* **Task details**: Update the lines that begin at the line containing "segment: parked car" and stop after the line containing "243 202 L 240", changing "parked car" to "stationary vehicle" and leaving everything else unchanged. Output only those lines.

Excerpt from a dataset
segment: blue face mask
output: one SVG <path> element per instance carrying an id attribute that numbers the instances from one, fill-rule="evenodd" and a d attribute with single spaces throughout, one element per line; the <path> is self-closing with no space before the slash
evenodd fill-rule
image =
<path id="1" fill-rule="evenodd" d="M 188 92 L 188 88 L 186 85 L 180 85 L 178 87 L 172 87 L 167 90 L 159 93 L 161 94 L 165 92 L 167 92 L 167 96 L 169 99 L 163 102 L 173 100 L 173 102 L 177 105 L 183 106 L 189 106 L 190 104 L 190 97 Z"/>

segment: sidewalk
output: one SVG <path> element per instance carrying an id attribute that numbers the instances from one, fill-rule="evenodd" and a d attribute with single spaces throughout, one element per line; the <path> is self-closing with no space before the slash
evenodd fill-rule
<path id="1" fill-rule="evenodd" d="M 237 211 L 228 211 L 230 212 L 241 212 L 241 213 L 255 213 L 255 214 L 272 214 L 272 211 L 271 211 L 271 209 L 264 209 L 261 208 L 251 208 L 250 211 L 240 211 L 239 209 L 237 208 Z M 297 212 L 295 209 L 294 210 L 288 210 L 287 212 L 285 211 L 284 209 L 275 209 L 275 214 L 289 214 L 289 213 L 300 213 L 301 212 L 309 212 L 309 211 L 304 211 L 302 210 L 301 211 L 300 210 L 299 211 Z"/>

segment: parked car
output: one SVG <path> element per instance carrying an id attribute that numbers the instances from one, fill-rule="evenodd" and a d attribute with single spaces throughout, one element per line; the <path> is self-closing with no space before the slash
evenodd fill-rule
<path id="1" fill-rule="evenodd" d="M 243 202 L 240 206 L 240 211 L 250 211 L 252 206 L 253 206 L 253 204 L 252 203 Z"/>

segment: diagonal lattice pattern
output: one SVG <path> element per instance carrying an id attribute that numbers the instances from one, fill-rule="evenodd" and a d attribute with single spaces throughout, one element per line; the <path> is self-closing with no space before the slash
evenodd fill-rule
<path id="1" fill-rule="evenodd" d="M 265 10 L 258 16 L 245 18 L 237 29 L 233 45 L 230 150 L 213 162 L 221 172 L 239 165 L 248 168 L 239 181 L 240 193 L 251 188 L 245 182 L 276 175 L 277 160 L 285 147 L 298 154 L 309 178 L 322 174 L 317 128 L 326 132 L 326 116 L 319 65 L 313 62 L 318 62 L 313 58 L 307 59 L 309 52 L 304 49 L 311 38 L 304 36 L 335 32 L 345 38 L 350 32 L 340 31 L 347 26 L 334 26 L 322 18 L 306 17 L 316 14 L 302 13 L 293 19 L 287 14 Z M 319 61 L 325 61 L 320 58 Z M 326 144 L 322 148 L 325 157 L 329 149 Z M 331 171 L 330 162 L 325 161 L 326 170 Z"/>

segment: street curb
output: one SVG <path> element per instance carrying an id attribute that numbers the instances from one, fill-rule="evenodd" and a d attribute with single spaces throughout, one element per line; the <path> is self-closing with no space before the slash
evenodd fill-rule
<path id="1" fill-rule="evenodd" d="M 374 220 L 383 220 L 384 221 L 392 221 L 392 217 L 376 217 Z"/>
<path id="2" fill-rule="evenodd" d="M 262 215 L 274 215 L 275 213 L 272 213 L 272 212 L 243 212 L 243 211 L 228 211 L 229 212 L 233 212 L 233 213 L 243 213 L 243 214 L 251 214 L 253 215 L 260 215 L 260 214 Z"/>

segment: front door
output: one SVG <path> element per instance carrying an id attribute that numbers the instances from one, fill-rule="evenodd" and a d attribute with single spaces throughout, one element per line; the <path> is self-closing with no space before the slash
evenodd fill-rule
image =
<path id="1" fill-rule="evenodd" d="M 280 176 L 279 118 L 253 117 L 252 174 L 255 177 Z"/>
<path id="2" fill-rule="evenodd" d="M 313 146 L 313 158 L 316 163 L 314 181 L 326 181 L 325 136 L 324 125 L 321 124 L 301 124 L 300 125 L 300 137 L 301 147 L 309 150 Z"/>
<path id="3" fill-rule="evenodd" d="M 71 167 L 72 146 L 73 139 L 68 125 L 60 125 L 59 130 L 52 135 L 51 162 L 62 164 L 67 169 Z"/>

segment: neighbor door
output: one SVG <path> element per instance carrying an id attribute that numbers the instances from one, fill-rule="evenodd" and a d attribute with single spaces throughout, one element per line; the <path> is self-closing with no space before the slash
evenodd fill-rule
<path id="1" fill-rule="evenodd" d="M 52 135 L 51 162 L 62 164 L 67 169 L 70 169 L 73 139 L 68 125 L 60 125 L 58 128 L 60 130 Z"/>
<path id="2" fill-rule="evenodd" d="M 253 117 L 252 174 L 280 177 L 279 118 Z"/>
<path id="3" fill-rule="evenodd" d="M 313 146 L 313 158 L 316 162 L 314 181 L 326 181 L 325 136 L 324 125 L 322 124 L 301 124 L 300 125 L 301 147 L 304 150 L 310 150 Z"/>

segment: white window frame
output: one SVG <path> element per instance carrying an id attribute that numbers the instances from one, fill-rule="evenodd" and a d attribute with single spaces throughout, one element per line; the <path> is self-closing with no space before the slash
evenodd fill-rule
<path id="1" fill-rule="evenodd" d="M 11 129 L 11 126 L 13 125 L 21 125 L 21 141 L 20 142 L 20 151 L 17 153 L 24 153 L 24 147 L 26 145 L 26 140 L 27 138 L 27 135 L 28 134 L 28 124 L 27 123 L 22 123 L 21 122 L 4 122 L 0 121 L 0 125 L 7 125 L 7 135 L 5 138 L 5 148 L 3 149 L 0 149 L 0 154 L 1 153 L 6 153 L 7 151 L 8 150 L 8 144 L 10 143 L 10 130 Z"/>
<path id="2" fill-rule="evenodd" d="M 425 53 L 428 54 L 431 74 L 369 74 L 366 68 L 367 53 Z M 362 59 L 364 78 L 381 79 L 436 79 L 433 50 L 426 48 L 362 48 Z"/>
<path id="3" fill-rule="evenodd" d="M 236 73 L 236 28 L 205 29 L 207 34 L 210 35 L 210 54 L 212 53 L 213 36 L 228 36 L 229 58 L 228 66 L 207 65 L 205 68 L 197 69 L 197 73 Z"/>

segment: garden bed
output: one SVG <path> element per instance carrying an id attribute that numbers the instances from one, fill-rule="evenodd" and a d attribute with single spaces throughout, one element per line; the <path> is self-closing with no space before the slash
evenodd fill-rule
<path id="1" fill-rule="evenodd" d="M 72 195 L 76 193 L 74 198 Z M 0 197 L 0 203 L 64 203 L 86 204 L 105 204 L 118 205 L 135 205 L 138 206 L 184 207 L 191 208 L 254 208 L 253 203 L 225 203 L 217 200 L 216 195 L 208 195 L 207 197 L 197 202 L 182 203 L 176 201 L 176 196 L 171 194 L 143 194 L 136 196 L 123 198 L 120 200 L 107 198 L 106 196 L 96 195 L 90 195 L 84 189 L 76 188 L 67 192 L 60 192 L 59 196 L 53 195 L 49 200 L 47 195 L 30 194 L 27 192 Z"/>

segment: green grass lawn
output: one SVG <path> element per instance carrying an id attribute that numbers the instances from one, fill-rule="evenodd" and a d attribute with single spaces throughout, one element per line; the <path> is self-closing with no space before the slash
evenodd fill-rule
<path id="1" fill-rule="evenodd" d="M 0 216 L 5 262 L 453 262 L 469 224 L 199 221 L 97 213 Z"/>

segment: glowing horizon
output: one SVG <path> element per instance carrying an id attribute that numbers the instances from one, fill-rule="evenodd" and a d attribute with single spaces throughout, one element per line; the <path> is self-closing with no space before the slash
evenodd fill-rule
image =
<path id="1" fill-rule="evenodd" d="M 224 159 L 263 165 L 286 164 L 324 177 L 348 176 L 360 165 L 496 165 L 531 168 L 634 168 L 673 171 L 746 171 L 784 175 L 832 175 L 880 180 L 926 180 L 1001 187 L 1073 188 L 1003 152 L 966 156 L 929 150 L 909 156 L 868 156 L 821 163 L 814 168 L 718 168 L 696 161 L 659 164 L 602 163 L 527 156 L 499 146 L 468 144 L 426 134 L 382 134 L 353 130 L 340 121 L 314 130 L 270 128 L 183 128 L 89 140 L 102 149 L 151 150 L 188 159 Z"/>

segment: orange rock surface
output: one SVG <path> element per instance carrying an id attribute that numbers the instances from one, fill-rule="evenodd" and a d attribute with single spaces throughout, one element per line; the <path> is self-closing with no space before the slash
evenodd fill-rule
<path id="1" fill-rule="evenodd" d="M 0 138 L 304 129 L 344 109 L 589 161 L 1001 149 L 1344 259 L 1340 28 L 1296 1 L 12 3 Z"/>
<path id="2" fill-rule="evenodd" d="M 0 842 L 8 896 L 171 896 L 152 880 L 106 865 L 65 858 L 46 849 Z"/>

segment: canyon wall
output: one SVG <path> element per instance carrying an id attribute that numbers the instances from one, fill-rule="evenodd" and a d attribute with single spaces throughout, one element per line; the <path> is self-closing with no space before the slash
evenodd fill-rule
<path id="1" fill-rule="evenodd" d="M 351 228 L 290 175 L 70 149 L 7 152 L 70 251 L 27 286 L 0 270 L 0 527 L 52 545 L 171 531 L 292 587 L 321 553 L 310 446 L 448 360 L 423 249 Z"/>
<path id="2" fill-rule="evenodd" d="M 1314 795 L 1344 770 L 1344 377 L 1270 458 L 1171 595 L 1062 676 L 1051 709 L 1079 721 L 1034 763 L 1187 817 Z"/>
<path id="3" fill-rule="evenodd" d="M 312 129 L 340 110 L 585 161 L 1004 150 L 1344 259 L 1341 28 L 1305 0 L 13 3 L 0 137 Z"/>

* **Response to this exercise**:
segment: stationary vehicle
output: one SVG <path> element per instance carrying an id attribute that numbers the instances from one, fill-rule="evenodd" and a d attribute with single spaces throughout, one element per line; the <path> is self-closing with no space before the slash
evenodd fill-rule
<path id="1" fill-rule="evenodd" d="M 243 202 L 240 206 L 240 211 L 250 211 L 252 206 L 253 206 L 253 204 L 252 203 Z"/>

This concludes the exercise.